Entries taken from a collection:

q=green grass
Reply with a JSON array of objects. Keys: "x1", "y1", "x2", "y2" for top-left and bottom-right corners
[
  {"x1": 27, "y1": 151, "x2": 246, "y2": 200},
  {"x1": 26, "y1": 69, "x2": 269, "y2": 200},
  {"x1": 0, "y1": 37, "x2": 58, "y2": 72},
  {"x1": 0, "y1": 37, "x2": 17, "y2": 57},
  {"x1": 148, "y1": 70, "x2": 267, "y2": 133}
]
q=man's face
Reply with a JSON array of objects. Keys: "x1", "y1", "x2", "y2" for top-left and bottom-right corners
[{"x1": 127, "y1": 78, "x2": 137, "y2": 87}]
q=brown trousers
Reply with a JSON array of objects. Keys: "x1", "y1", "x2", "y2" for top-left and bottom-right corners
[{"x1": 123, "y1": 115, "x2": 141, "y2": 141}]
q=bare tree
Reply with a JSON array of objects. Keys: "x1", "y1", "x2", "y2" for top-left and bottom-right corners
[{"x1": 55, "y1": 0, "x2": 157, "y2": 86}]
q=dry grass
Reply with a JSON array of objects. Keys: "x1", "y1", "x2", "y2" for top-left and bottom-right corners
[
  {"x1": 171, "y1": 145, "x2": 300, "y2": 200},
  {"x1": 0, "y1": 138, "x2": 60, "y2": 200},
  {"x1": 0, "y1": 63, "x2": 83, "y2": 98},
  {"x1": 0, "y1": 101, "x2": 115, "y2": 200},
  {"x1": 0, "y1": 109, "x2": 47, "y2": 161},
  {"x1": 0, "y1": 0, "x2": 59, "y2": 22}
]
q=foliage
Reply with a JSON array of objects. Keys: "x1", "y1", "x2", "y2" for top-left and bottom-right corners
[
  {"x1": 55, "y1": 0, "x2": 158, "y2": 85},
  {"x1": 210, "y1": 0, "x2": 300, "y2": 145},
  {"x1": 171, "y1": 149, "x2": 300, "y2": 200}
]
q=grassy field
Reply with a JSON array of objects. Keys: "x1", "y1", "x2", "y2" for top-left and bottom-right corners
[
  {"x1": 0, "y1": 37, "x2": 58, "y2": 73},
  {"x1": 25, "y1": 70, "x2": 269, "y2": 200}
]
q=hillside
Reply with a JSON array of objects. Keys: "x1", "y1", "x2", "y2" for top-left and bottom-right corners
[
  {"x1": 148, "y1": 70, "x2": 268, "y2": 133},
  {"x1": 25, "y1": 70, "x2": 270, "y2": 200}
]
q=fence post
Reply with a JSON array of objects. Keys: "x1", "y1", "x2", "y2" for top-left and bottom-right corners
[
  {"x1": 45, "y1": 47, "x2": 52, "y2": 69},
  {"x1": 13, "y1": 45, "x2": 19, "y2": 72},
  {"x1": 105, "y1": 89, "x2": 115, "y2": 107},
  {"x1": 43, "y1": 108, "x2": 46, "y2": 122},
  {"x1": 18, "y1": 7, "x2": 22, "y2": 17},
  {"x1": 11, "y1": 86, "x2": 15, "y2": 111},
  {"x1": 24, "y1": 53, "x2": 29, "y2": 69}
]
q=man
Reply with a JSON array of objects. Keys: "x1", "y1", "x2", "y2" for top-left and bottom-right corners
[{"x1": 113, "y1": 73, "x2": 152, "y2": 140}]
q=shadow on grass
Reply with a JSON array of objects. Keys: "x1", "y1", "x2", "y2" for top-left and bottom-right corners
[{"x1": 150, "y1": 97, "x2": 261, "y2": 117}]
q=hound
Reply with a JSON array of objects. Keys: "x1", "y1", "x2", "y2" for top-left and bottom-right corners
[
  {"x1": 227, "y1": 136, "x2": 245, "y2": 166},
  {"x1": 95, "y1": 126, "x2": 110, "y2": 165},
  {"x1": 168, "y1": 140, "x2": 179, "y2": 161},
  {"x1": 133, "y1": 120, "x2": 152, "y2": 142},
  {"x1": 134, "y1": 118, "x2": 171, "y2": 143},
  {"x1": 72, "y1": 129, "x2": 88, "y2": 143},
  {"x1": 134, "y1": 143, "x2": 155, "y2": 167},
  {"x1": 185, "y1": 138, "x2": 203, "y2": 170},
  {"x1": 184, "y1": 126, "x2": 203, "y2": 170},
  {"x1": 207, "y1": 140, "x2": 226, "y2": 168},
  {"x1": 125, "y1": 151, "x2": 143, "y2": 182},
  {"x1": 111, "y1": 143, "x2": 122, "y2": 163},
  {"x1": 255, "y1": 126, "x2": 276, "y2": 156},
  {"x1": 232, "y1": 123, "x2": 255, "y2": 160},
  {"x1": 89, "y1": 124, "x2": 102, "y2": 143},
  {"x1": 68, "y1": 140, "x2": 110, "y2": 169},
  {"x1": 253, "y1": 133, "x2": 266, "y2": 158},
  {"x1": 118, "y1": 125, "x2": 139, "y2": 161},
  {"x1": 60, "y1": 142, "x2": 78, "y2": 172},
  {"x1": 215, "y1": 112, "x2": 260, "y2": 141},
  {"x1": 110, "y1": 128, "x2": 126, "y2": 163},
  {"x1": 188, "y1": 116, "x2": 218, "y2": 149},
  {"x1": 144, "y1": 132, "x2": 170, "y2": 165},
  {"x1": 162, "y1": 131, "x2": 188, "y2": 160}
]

WHAT YOU NEED TO DO: Copy the lines above exactly, beginning at the line that has "q=man's face" and stopping after the line that has "q=grassy field", and omit the rest.

YOUR RESPONSE:
q=man's face
Reply with a JSON array of objects. Keys: "x1", "y1", "x2", "y2" for top-left and bottom-right corners
[{"x1": 127, "y1": 78, "x2": 137, "y2": 87}]
q=brown trousers
Reply with a JSON array of objects. Keys: "x1", "y1", "x2", "y2" for top-left and bottom-right corners
[{"x1": 123, "y1": 115, "x2": 141, "y2": 141}]
q=bare tree
Reply with a JSON array of objects. Keys: "x1", "y1", "x2", "y2" for top-left and bottom-right corners
[{"x1": 55, "y1": 0, "x2": 157, "y2": 86}]
q=dry grass
Reply with a JSON array of objects. Keys: "x1", "y1", "x2", "y2" for top-left and bottom-right corners
[
  {"x1": 171, "y1": 145, "x2": 300, "y2": 200},
  {"x1": 0, "y1": 138, "x2": 60, "y2": 200},
  {"x1": 0, "y1": 63, "x2": 83, "y2": 98},
  {"x1": 0, "y1": 101, "x2": 115, "y2": 200},
  {"x1": 0, "y1": 109, "x2": 47, "y2": 161},
  {"x1": 0, "y1": 0, "x2": 59, "y2": 22}
]
q=foliage
Reply with a JSON array of objects. Keys: "x1", "y1", "x2", "y2" for top-left and bottom-right corners
[
  {"x1": 55, "y1": 0, "x2": 158, "y2": 85},
  {"x1": 210, "y1": 0, "x2": 300, "y2": 145},
  {"x1": 171, "y1": 149, "x2": 300, "y2": 200}
]
q=grassy field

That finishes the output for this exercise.